** What needs to be done **
Reproduce the rows verbatim, starting with the line that contains "Each <instance> block" and continuing through the line that contains "box: [80, 240, 124, 276]". Output only those lines.

Saved data entries
>>

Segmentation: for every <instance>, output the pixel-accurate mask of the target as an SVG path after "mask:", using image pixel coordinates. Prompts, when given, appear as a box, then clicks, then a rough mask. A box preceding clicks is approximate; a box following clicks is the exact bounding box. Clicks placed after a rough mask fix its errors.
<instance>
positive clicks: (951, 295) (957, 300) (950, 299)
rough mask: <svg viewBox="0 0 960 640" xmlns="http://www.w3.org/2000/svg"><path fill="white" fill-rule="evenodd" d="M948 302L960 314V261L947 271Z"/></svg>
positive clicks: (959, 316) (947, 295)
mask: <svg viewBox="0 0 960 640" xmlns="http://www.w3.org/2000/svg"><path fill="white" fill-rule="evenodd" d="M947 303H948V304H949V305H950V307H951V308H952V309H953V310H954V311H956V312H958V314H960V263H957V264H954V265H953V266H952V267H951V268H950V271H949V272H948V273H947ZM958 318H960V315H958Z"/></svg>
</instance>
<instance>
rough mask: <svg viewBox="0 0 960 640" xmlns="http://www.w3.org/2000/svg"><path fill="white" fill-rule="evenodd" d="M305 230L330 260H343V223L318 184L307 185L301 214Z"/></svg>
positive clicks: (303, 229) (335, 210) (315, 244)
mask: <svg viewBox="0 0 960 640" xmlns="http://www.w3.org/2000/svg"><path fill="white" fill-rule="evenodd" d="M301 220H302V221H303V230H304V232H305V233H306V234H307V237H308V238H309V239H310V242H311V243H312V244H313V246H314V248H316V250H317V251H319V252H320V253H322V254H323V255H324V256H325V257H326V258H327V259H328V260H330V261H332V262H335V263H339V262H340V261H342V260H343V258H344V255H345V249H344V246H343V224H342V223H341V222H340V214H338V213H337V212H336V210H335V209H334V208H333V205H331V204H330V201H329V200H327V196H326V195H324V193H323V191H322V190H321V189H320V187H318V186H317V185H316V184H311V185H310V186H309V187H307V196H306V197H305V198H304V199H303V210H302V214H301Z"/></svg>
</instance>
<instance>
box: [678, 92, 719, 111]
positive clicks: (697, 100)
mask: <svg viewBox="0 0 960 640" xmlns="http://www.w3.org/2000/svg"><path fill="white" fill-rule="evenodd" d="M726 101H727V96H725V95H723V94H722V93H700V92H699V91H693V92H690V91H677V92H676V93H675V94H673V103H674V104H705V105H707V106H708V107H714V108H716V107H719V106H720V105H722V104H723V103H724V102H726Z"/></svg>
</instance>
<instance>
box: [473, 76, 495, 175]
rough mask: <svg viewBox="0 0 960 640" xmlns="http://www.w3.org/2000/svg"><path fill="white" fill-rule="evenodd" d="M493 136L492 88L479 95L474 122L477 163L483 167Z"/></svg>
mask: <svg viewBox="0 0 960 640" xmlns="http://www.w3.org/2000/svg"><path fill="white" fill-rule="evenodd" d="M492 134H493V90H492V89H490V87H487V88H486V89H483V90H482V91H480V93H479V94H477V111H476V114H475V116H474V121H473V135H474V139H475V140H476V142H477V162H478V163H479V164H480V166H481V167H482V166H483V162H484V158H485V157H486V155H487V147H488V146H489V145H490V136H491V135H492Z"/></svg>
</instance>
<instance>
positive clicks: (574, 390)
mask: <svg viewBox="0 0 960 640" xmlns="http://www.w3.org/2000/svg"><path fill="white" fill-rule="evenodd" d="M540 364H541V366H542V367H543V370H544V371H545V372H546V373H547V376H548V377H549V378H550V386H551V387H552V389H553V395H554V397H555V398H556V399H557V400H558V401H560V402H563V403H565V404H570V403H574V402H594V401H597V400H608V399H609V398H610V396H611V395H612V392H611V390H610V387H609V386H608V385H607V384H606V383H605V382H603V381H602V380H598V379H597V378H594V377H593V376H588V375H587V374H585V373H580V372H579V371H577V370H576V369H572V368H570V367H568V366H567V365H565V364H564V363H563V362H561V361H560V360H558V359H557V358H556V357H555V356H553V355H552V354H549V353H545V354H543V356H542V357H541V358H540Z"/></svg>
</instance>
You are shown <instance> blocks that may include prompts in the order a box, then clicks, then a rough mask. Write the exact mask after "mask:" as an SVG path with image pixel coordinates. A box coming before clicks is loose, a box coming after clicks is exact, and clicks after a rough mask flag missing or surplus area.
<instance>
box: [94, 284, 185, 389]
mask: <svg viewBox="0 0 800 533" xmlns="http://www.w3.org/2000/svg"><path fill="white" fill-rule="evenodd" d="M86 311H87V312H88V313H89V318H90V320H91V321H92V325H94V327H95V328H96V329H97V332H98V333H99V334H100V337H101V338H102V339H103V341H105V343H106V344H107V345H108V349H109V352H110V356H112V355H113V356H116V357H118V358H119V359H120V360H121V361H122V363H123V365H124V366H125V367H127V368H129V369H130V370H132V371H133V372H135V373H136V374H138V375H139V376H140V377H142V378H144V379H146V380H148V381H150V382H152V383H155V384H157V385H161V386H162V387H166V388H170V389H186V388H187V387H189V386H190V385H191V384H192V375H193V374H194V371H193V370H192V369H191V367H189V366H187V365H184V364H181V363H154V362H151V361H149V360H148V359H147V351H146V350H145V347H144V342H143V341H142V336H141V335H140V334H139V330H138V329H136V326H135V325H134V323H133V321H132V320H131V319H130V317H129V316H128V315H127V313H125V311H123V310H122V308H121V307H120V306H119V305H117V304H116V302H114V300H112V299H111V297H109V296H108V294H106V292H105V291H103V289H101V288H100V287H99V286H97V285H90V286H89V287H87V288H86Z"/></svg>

<<
>>

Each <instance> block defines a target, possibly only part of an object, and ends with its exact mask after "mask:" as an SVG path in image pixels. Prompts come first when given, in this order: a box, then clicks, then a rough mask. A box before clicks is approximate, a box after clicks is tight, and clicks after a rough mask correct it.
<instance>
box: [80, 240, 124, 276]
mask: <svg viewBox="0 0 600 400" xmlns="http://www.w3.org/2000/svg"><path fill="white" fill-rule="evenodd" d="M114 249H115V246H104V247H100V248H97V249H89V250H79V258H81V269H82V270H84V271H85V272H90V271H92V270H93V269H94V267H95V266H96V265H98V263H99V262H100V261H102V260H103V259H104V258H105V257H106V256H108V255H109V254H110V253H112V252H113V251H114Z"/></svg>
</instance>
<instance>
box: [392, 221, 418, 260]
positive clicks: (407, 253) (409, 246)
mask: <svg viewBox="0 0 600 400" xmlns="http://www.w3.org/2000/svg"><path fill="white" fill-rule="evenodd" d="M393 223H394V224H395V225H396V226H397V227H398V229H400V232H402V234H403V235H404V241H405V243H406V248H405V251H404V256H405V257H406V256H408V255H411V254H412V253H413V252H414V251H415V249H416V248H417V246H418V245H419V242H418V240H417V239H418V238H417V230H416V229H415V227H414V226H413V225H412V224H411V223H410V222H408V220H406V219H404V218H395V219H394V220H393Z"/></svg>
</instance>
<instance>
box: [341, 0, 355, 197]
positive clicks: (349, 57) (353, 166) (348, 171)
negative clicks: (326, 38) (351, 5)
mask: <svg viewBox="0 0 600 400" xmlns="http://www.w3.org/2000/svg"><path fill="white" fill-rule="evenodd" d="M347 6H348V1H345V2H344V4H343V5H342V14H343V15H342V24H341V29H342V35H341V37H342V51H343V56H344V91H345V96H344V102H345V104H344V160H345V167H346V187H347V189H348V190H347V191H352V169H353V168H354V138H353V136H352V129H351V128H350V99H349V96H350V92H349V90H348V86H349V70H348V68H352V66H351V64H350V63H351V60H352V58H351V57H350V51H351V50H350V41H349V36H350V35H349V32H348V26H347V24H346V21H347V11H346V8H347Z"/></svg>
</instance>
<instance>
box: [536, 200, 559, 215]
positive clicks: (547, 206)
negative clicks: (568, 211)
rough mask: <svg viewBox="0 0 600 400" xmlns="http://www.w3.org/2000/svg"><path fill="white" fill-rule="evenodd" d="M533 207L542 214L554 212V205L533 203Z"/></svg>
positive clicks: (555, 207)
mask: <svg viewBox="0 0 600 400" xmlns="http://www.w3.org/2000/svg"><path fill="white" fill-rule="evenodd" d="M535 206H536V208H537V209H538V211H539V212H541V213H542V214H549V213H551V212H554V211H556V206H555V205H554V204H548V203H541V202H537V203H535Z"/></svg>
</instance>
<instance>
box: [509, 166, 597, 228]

<<

** Answer section **
Each <instance> block defines a target, possibly only part of an object, and ends with its exact mask after "mask:" as an SVG path in image pixels. Prompts come first when given, in this order: a box, then clicks, then a rough mask. A box before clicks is approximate, a box after clicks is tight, and clicks after a rough mask correct it.
<instance>
box: [80, 240, 124, 276]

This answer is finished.